# Text passage
┌──

CSEA was correct in noting that the college-level APCS-A course was too advanced for most high school students and that an introductory prerequisite was needed.
However, the contention that programming was what made the course inaccessible—as opposed to, say, an uninspiring or pedagogically ineffective version of that particular curriculum, or a poorly prepared instructor—was baseless speculation. Moreover, the very assertion is as absurd as arguing that Spanish language instruction denies students access to the subject of Spanish, or that math teachers should abandon algebra and replace it with general math. In retrospect, it's hard to understand how many school districts fell in line behind this nonsensical anti-programming ideology, because the universal post-secondary consensus is that programming has been, and continues to be, the core skill underlying the entire discipline .
Many introductory programming courses have programmability as a core activity and learning goal, and for good reasons since programmability is the defining characteristic of the (digital) computer. This is also echoed in the ACM/IEEE curriculum recommendations the programming-first model is likely to remain dominant for the foreseeable future.
Section 2.5 Computer Science Can Engage All Students of the revised 2011 version of CSTA K-12 Computer Science Standards  similarly echoed the centrality of programming in CS education.
Pedagogically, computer programming has the same relation to studying computer science as playing an instrument does to studying music or painting does to studying art. In each case, even a small amount of hands-on experience adds immensely to life-long appreciation and understanding, even if the student does not continue programming, playing, or painting as an adult. Although becoming an expert programmer, a violinist, or an oil painter demands much time and talent, we still want to expose every student to the joys of being creative. [p. 5]
The introductory passage to section 2 explicitly conflated computing and computer science with programming, using the terms interchangeably, and spoke of the capacity of programming for motivating and engaging learners.
Children of all ages love computing. When given the opportunity, young students enjoy the sense of mastery and magic that programming provides. Older students are drawn to the combination of art, narrative, design, programming, and sheer enjoyment that comes from creating their own virtual worlds. Blending computer science with other interests also provides rich opportunities for learning. Students with an interest in music, for example, can learn about digital music and audio. This field integrates electronics, several kinds of math, music theory, computer programming, and a keen ear for what sounds beautiful, harmonious, or just plain interesting. [p. 2]
In the same publication, however, section 4.2 Strands, articulated a polar opposite position—unprecedented in CS education—that revealed a growing challenge by anti-programming educators influenced by the CSEA group.

└──

# To do
In the passage on programming in computer science education, explain why the author says it is hard to understand how many school districts fell in line behind the anti-programming ideology.

# Extracted entries
┌──

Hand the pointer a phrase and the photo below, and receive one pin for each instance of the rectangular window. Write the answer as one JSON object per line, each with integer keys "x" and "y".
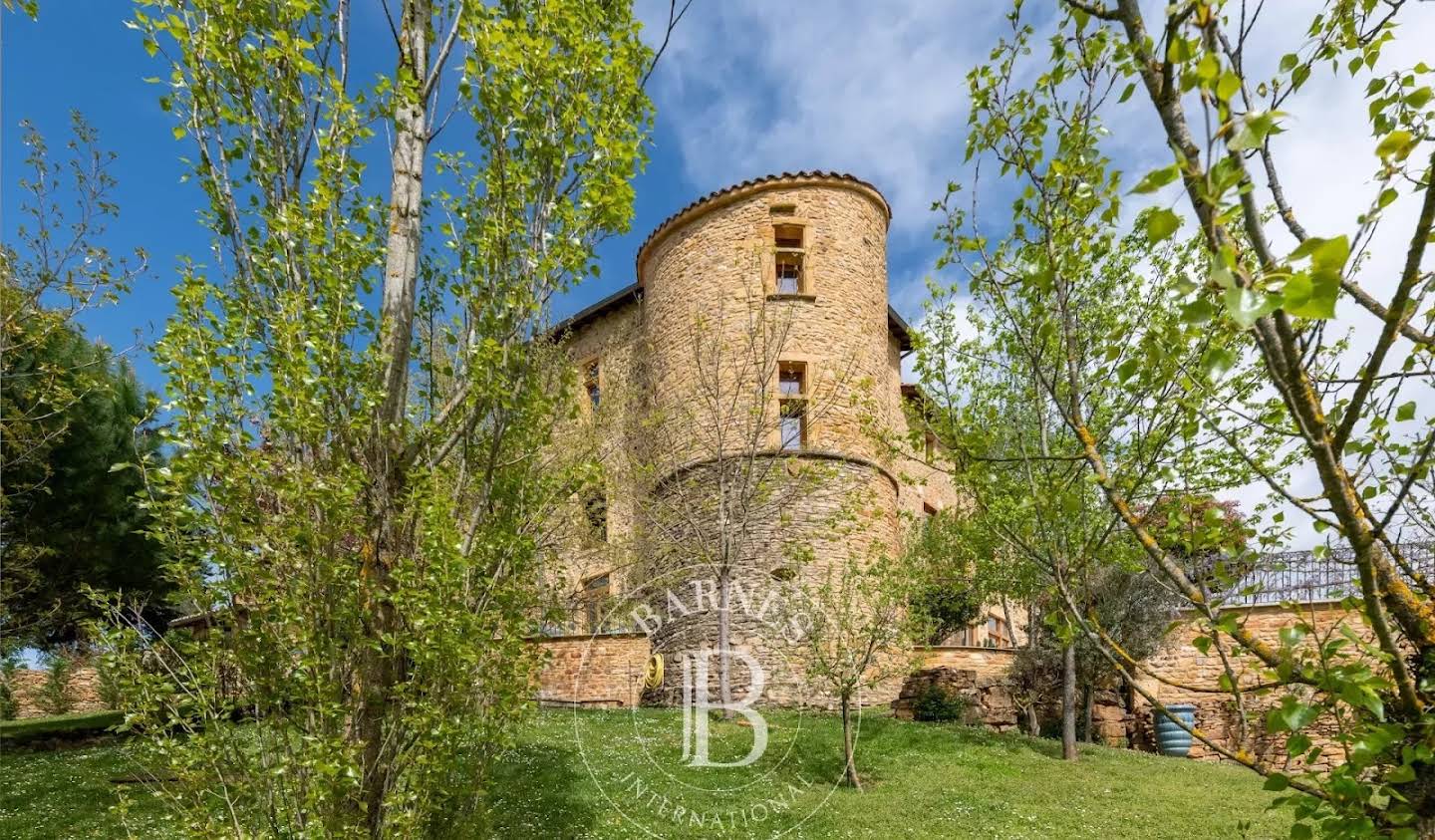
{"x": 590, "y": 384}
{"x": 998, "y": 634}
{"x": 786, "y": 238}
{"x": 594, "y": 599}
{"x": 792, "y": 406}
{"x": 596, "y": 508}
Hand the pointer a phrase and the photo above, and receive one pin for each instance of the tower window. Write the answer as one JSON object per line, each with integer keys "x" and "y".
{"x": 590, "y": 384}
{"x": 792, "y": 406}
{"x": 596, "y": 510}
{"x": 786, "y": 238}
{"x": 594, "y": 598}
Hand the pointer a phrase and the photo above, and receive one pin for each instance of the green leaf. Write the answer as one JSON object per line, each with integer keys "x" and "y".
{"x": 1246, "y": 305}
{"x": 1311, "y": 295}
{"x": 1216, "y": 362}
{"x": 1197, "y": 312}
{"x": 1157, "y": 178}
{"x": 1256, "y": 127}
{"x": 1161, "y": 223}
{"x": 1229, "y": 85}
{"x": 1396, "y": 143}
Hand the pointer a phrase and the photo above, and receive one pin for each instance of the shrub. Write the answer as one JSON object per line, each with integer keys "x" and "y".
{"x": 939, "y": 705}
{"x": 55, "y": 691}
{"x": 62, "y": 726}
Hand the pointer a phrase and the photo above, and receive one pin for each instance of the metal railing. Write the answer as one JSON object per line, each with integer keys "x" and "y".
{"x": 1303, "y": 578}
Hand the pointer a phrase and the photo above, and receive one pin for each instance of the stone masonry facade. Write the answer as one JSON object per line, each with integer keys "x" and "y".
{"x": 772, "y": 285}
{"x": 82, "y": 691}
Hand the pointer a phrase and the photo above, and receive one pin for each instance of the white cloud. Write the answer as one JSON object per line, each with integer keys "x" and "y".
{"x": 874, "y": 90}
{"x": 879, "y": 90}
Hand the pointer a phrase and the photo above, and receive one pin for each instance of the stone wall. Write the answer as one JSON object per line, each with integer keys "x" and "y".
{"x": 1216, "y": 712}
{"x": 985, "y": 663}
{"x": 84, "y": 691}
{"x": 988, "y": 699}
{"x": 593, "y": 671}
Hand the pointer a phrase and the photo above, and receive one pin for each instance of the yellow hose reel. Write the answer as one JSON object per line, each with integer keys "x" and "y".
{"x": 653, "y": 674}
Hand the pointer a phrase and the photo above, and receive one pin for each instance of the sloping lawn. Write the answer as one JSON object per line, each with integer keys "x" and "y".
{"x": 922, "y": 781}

└──

# Solution for this exercise
The universal post-secondary consensus is that programming has been, and continues to be, the core skill underlying the entire discipline. That consensus makes it hard to understand why so many districts followed an ideology the author calls nonsensical.